## Obiettivo dell'esercizio
Puoi riscrivere tutto, dalla riga che contiene "Keypoint rule: one marker on every instance of the woman, placed" fino alla fine dei record, rinominando "deck plank" in "wooden plank" e lasciando invariato il resto?

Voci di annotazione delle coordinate
.....
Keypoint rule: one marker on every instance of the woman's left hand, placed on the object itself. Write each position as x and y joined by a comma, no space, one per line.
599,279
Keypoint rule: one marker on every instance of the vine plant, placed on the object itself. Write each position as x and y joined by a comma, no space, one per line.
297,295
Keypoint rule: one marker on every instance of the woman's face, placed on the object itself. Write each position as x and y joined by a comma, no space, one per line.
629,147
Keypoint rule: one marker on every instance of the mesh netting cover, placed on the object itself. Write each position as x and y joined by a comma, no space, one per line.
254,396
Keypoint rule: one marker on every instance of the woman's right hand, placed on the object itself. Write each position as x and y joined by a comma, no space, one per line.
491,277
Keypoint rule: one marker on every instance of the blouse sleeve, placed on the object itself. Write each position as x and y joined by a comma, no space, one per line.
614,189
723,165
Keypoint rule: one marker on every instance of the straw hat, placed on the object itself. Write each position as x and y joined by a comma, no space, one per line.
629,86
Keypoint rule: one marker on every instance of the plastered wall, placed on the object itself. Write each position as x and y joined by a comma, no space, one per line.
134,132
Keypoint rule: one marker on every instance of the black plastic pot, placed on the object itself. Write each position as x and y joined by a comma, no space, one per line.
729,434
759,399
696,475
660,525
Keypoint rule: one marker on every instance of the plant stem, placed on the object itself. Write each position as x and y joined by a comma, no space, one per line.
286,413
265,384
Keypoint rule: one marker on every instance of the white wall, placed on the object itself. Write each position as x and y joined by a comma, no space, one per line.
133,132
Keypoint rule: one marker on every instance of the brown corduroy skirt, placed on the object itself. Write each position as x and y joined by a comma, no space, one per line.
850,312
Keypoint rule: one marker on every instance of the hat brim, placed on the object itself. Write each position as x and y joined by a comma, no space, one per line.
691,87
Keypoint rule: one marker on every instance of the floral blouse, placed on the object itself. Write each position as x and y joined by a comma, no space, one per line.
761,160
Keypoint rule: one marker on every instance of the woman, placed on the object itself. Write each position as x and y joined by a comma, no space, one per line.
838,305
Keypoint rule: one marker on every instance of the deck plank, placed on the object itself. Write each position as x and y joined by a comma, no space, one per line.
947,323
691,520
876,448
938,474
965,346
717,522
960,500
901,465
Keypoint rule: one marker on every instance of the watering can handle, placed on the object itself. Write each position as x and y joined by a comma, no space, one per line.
.....
## Risultato corretto
Keypoint rule: one marker on every instance of the woman, placed on the object itself. Write each position as x and y joined by a comma, no space, one per line.
838,305
Keypoint rule: one marker on every instance of the wooden plank, placed on the object itself. Write each position as x and y joined by a comma, no space, one per line.
947,323
691,520
876,448
938,474
965,346
717,522
960,500
901,465
Keypoint rule: one marker on every instance of the watering can handle, placed on the object itself. Write each position as x and y joined by a comma, no space, one per line.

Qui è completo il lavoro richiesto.